● EXCERPT PROVIDED:
• • •

From August 2018, the NFSA re-opened its exhibition gallery to present temporary exhibitions, including:
- Australians & Hollywood, from 21 January 2022 to 28 January 2024
- Heath Ledger: A Life In Pictures, from 10 August 2018 to 10 February 2019, developed by the Western Australian Museum
- The Dressmaker Costume Exhibition, from 18 April to 18 August 2019, developed by FilmArt Media and curated by designer Marion Boyce
- Game Masters: The Exhibition, from 27 September 2019 to 9 March 2020, developed by the Australian Centre for the Moving Image
- Mervyn Bishop: The Exhibition, about Aboriginal Australian Australian news and documentary photographer Mervyn Bishop, from 5 March to 1 August 2021. This exhibition is drawn from the Art Gallery of New South Wales (AGNSW) collection, the artist's private archive, and enriched by sound and moving image from the NFSA.

In 2023, to mark the centenary of radio in Australia, the NFSA published a digital exhibition, Radio 100.

• • •

[Data pulled from a collection]
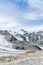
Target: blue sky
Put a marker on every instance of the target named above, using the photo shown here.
(17, 14)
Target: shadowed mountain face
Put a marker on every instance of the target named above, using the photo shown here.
(22, 40)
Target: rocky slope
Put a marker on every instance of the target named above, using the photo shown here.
(28, 58)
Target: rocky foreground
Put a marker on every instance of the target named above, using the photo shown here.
(28, 58)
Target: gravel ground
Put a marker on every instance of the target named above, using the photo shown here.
(28, 58)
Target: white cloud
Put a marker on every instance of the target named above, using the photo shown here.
(7, 23)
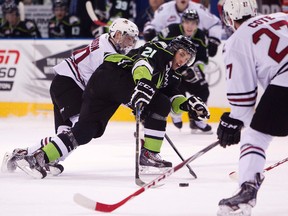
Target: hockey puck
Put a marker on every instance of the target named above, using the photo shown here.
(183, 184)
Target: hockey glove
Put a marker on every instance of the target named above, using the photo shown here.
(197, 109)
(213, 44)
(143, 93)
(229, 130)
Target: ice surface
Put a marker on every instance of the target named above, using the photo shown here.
(104, 170)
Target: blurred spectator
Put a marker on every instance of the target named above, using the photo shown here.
(171, 12)
(109, 10)
(13, 26)
(62, 25)
(78, 9)
(147, 15)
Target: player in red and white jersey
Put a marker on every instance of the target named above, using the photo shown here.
(257, 52)
(72, 76)
(172, 11)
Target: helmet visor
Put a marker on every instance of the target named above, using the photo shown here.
(127, 43)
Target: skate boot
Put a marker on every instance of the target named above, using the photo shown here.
(151, 162)
(200, 127)
(54, 168)
(9, 160)
(243, 201)
(177, 120)
(33, 165)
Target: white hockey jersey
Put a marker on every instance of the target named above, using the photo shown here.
(83, 62)
(257, 52)
(167, 14)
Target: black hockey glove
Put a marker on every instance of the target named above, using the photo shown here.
(143, 93)
(197, 109)
(229, 130)
(213, 44)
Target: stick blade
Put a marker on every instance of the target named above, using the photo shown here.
(233, 176)
(84, 201)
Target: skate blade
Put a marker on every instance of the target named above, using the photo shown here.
(55, 170)
(148, 170)
(244, 210)
(5, 161)
(25, 167)
(199, 132)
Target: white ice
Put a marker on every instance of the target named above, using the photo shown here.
(104, 171)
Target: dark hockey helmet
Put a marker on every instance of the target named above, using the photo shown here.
(182, 42)
(60, 3)
(190, 15)
(9, 7)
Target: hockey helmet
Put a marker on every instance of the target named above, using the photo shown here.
(182, 42)
(238, 9)
(125, 26)
(9, 7)
(190, 15)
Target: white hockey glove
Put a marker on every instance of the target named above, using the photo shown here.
(197, 109)
(143, 93)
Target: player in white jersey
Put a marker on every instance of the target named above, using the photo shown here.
(72, 76)
(257, 52)
(171, 12)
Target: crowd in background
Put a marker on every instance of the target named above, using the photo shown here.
(70, 19)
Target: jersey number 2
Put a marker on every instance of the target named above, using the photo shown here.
(277, 56)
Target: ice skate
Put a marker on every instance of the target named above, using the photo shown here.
(9, 160)
(33, 165)
(7, 164)
(54, 168)
(200, 127)
(242, 203)
(177, 121)
(151, 163)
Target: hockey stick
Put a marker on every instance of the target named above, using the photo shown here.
(21, 10)
(92, 15)
(138, 181)
(102, 207)
(234, 175)
(178, 153)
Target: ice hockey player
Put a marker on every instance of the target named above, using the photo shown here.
(257, 52)
(71, 78)
(13, 27)
(171, 12)
(63, 25)
(193, 81)
(146, 75)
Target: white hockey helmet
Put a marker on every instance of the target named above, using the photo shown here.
(125, 26)
(129, 34)
(238, 9)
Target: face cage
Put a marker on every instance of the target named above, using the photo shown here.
(125, 48)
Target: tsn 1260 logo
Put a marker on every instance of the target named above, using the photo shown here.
(8, 61)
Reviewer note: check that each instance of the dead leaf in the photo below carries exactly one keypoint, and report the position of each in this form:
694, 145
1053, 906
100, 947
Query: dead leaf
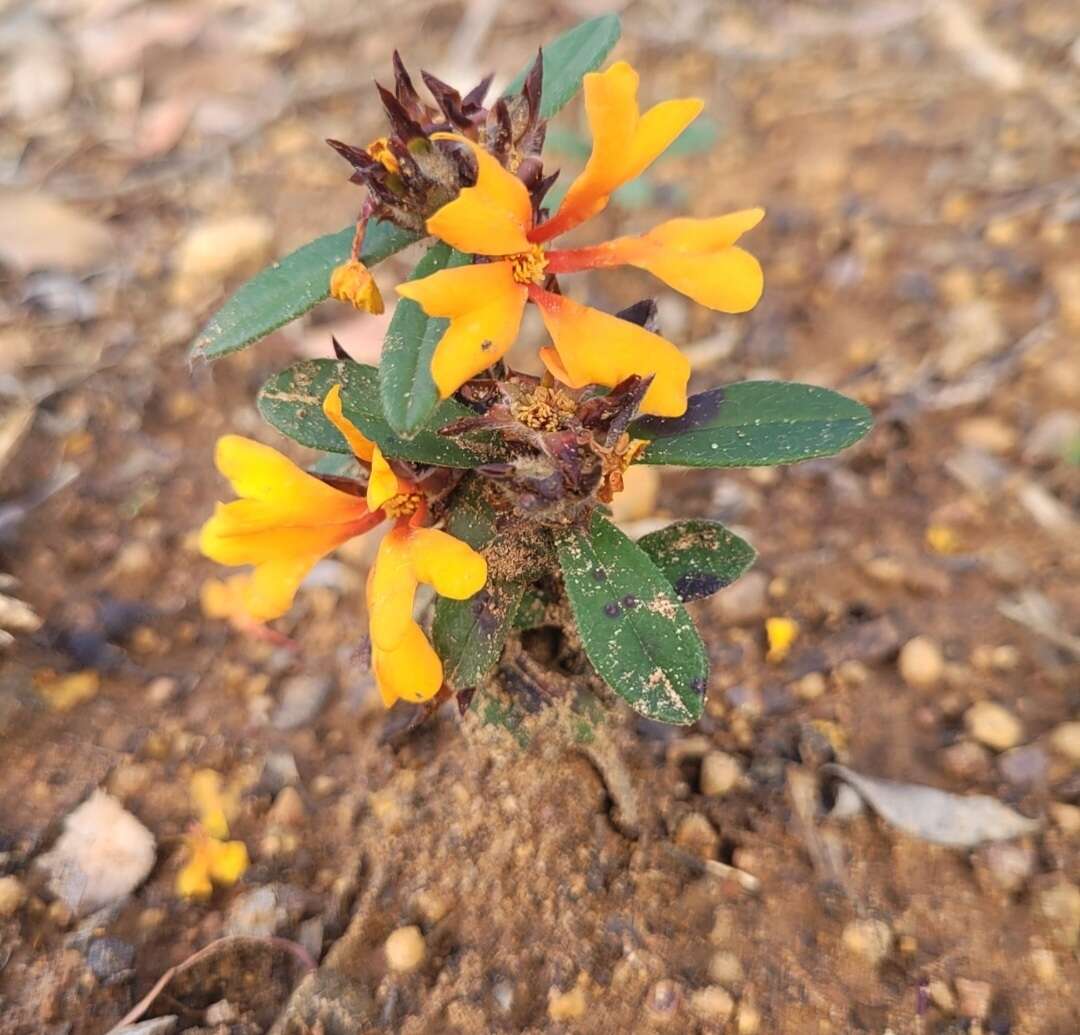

• • •

● EXERCISE 1: Could you repeat word for word the stretch of the NFSA exhibitions excerpt that begins at "From August 2018, the" and stops after "from the NFSA."?
● EXERCISE 2:
Answer these questions from the NFSA exhibitions excerpt:
(a) Which museum developed Heath Ledger: A Life In Pictures?
(b) Who curated The Dressmaker Costume Exhibition?
(c) What digital exhibition did the NFSA publish in 2023 to mark the centenary of radio in Australia?
None of the items have any bearing on this.

● TASK ANSWER 1:
From August 2018, the NFSA re-opened its exhibition gallery to present temporary exhibitions, including:
- Australians & Hollywood, from 21 January 2022 to 28 January 2024
- Heath Ledger: A Life In Pictures, from 10 August 2018 to 10 February 2019, developed by the Western Australian Museum
- The Dressmaker Costume Exhibition, from 18 April to 18 August 2019, developed by FilmArt Media and curated by designer Marion Boyce
- Game Masters: The Exhibition, from 27 September 2019 to 9 March 2020, developed by the Australian Centre for the Moving Image
- Mervyn Bishop: The Exhibition, about Aboriginal Australian Australian news and documentary photographer Mervyn Bishop, from 5 March to 1 August 2021. This exhibition is drawn from the Art Gallery of New South Wales (AGNSW) collection, the artist's private archive, and enriched by sound and moving image from the NFSA.

● TASK ANSWER 2:
(a) The Western Australian Museum
(b) Designer Marion Boyce
(c) Radio 100